小任务 a
根据下面这篇访谈的第一段,列出共同构成受访者独特个人经验的各项内容。

文段
════

很难用几句话去分享个人的独特经验。只能说会有一些美好的瞬间、难捱的时刻、以及日复一日的平淡,还有些事情你没办法跟其他人分享,只能自己苦苦地想,一遍又一遍地想,这些共同构成了我独特的个人经验。

 您关注同代人的科幻学术研究吗?是否可以从中发现群体性特征或倾向?

朱钰婷:

我读过一些同代人的论文,这次论坛也是一次很好的机会。大家的思路很活跃,看过很多科幻作品,对文本的领悟力挺强,一些新的想法也让我觉得很惊喜。不过大家一不小心也容易陷入理论的窠臼,我自己也不例外。这些理论可以为我们看待问题打开一个新的视角,但仅仅挪用一些“新潮”的西方理论或概念并不能真正解决我们想要阐明的问题,需要在进行严肃认真的研究和反思后进行适当的选择。从这个层面而言,我们应该要更冷静和克制一些。

════

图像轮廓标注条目
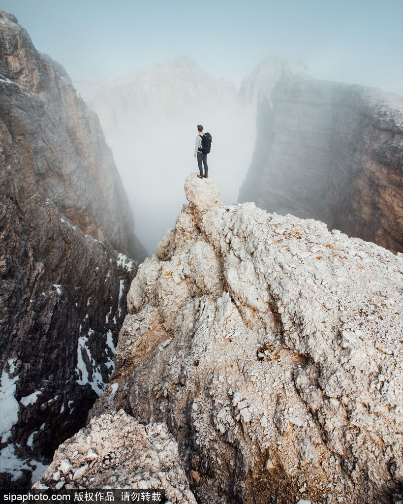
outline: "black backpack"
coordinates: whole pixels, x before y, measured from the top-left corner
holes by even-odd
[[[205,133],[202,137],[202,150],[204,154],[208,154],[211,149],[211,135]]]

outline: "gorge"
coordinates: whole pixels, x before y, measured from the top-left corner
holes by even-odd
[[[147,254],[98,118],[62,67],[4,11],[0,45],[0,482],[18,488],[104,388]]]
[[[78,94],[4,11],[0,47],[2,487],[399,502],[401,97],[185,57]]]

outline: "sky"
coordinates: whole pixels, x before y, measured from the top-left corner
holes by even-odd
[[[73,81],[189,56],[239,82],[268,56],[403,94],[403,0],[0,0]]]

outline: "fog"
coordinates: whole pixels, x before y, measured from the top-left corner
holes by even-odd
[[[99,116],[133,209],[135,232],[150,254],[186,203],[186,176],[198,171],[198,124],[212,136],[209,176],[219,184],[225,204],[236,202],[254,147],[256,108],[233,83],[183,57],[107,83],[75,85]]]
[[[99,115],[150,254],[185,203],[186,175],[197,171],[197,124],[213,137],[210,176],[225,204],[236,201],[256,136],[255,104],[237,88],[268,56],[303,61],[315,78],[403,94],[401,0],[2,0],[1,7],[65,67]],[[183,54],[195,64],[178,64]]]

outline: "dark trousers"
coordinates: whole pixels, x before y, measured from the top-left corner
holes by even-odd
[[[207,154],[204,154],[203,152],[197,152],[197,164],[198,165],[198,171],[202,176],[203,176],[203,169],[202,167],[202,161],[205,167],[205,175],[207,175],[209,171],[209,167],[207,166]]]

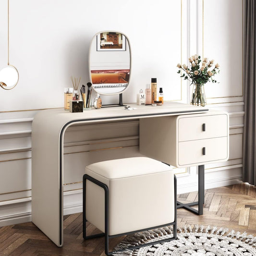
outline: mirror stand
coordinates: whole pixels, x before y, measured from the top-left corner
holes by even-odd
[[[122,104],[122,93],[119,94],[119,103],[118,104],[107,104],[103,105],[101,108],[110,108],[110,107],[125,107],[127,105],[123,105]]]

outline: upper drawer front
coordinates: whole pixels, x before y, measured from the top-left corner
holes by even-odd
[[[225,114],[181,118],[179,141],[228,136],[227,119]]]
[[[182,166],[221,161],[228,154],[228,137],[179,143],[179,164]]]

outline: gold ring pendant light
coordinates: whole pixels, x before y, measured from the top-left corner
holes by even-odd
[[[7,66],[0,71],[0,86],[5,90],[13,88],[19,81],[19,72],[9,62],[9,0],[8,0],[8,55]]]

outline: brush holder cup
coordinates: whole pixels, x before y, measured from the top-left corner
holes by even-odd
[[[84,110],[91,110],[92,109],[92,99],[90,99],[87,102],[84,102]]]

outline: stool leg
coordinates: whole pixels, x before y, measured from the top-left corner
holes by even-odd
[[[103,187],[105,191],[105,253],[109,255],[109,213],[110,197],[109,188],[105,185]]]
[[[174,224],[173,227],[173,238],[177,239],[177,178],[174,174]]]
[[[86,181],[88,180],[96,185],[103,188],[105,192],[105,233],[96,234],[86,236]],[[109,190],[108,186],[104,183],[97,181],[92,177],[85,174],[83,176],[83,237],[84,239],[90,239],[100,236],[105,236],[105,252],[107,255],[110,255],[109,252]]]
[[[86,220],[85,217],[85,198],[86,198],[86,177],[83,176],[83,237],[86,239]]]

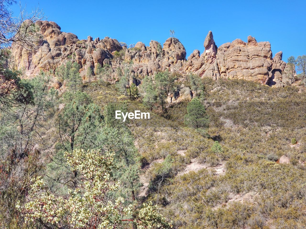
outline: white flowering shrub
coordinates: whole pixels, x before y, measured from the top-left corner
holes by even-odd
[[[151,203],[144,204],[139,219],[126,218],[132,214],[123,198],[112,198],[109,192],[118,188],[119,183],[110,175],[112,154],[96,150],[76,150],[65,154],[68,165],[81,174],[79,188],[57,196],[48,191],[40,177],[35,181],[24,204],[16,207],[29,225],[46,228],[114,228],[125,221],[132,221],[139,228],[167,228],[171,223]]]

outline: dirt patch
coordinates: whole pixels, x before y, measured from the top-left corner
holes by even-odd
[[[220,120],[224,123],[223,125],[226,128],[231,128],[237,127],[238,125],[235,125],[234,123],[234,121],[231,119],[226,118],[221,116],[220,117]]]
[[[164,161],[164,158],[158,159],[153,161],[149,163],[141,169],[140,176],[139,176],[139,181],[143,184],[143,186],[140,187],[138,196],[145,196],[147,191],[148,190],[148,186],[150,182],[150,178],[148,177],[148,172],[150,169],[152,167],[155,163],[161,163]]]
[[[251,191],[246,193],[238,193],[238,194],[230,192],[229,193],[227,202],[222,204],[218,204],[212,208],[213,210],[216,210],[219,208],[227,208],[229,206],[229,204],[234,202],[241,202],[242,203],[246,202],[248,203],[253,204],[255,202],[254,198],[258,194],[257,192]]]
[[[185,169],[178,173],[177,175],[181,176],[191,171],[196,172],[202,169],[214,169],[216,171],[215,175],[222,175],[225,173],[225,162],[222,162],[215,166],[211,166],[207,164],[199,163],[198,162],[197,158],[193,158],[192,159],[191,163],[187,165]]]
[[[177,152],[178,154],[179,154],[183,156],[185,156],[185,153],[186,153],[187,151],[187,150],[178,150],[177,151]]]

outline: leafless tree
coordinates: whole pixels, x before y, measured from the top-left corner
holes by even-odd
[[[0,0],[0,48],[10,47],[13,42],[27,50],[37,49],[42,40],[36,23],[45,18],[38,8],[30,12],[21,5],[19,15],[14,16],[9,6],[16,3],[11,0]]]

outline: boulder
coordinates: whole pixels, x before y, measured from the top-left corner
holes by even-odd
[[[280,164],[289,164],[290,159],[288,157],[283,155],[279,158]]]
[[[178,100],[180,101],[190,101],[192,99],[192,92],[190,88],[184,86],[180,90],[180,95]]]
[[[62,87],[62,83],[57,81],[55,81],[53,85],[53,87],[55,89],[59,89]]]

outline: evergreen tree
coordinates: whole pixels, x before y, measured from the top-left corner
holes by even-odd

════

小任务 b
请将记录中从含有“outline: evergreen tree”的那一行起直到记录末尾的各行重新写出,把其中的“evergreen tree”替换为“conifer”,其余保持不变。

回答 a
1. 一些美好的瞬间
2. 难捱的时刻
3. 日复一日的平淡
4. 没办法跟其他人分享、只能自己苦苦地一遍又一遍去想的事情

回答 b
outline: conifer
coordinates: whole pixels, x before y, measured from the top-left corner
holes by even-odd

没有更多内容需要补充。